Data provided:
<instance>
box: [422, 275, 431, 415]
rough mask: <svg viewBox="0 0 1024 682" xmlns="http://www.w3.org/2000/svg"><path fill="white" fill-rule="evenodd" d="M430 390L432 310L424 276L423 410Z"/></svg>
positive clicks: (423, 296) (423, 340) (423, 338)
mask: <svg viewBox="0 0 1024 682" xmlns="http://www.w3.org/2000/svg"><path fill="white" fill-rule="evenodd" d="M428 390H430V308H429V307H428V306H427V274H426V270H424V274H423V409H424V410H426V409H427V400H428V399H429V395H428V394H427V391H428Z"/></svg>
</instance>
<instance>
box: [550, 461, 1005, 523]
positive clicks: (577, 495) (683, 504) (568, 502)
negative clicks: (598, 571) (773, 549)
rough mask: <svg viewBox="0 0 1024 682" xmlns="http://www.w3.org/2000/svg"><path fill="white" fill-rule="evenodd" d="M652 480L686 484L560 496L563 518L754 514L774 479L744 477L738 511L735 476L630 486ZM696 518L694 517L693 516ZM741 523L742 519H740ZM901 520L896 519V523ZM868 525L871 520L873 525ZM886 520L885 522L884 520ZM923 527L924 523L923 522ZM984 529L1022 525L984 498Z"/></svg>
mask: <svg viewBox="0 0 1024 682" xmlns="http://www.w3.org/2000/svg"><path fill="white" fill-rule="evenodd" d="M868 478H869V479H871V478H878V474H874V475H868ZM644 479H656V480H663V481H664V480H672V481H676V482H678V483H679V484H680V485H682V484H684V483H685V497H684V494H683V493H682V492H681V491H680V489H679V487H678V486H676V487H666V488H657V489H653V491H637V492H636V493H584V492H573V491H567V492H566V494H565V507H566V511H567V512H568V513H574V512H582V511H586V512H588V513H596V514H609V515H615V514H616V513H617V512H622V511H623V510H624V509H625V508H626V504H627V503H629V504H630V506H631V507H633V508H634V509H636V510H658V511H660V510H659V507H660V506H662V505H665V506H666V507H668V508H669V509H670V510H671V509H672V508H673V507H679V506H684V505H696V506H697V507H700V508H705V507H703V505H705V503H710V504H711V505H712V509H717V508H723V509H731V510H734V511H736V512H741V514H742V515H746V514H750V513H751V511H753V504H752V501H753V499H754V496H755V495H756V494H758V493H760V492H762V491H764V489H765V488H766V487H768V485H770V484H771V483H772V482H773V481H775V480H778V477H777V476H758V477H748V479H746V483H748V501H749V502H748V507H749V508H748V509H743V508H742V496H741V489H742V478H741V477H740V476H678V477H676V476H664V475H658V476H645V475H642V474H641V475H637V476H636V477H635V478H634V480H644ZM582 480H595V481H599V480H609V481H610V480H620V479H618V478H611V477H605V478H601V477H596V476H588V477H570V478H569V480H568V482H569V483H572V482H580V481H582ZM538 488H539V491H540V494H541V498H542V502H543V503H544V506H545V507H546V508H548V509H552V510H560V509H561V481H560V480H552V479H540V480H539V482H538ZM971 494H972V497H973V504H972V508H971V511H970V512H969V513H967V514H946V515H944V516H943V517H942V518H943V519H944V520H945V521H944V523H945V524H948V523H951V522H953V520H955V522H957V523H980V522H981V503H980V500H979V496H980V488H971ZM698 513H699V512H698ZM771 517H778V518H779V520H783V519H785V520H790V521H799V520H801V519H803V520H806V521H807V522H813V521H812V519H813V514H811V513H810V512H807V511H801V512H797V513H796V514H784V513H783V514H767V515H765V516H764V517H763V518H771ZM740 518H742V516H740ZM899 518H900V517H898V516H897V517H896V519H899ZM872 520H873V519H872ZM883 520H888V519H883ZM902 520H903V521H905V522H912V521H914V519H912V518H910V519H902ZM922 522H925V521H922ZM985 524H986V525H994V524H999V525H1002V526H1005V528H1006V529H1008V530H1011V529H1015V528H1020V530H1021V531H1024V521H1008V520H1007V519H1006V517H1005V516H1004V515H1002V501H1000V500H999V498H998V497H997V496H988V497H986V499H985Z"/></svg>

What to do: All of the records above are to be returned exactly as they stand.

Result for this exercise:
<instance>
box: [422, 275, 431, 415]
rough mask: <svg viewBox="0 0 1024 682" xmlns="http://www.w3.org/2000/svg"><path fill="white" fill-rule="evenodd" d="M430 390L432 310L424 276L423 410Z"/></svg>
positive clicks: (423, 296) (423, 340) (423, 338)
mask: <svg viewBox="0 0 1024 682" xmlns="http://www.w3.org/2000/svg"><path fill="white" fill-rule="evenodd" d="M428 390H430V308H429V307H428V306H427V274H426V270H424V274H423V409H424V410H426V409H427V400H428V399H429V395H428V394H427V391H428Z"/></svg>
</instance>
<instance>
box: [550, 461, 1005, 523]
positive clicks: (577, 495) (683, 504) (568, 502)
negative clicks: (598, 571) (773, 549)
rough mask: <svg viewBox="0 0 1024 682" xmlns="http://www.w3.org/2000/svg"><path fill="white" fill-rule="evenodd" d="M652 480L686 484L560 496L563 518L754 514L774 479L744 477L738 511L735 476L630 486ZM696 518L694 517L693 516ZM741 523L742 519H740ZM901 520L896 519V523ZM868 525L871 520L873 525ZM886 520L885 522L884 520ZM923 527L924 523L923 522ZM984 529L1022 525L984 498Z"/></svg>
mask: <svg viewBox="0 0 1024 682" xmlns="http://www.w3.org/2000/svg"><path fill="white" fill-rule="evenodd" d="M868 478H869V479H871V478H878V474H874V475H868ZM644 479H656V480H663V481H664V480H672V481H676V482H678V483H679V484H680V485H682V484H684V483H685V497H684V494H683V493H682V492H681V491H680V489H679V487H678V486H676V487H666V488H657V489H653V491H637V492H636V493H584V492H573V491H567V492H566V494H565V507H566V511H567V512H568V513H574V512H582V511H586V512H588V513H596V514H609V515H615V514H616V513H617V512H622V511H623V510H624V509H625V508H626V504H627V503H629V504H630V506H631V507H633V508H634V509H636V510H658V511H660V510H659V507H660V506H662V505H665V506H666V507H668V508H669V509H670V510H671V509H672V508H673V507H679V506H684V505H696V506H697V507H700V508H705V507H703V505H705V503H710V504H711V505H712V509H717V508H723V509H731V510H734V511H736V512H741V514H742V515H746V514H750V513H751V511H753V504H752V501H753V499H754V496H755V495H756V494H758V493H760V492H762V491H764V489H765V488H766V487H768V485H770V484H771V483H772V482H773V481H775V480H778V477H777V476H758V477H748V479H746V483H748V501H749V502H748V507H749V508H748V509H743V508H742V496H741V489H742V478H741V477H740V476H678V477H676V476H664V475H658V476H645V475H642V474H641V475H637V476H636V477H635V478H634V480H644ZM582 480H595V481H599V480H609V481H610V480H620V479H618V478H611V477H605V478H601V477H596V476H588V477H570V478H569V480H568V482H569V483H572V482H580V481H582ZM538 488H539V491H540V494H541V498H542V502H543V503H544V506H545V507H546V508H548V509H552V510H560V509H561V481H560V480H552V479H540V480H539V482H538ZM971 494H972V497H973V504H972V508H971V511H970V512H969V513H967V514H946V515H944V516H943V517H942V518H943V519H944V520H945V521H944V523H945V524H948V523H951V522H953V520H955V522H957V523H980V522H981V503H980V500H979V496H980V488H971ZM698 513H699V512H698ZM771 517H778V518H779V520H783V519H785V520H790V521H799V520H801V519H803V520H806V521H807V522H813V521H812V519H813V514H811V513H810V512H807V511H801V512H797V513H796V514H784V513H783V514H767V515H765V516H764V517H763V518H771ZM740 518H742V516H740ZM899 518H900V517H898V516H897V517H896V519H899ZM872 520H873V519H872ZM883 520H888V519H883ZM902 520H903V521H905V522H912V521H914V519H912V518H910V519H902ZM922 522H925V521H922ZM985 524H986V525H994V524H999V525H1002V526H1005V528H1006V529H1008V530H1011V529H1015V528H1020V530H1021V531H1024V521H1008V520H1007V519H1006V517H1005V516H1004V515H1002V501H1000V500H999V498H998V497H997V496H988V497H986V499H985Z"/></svg>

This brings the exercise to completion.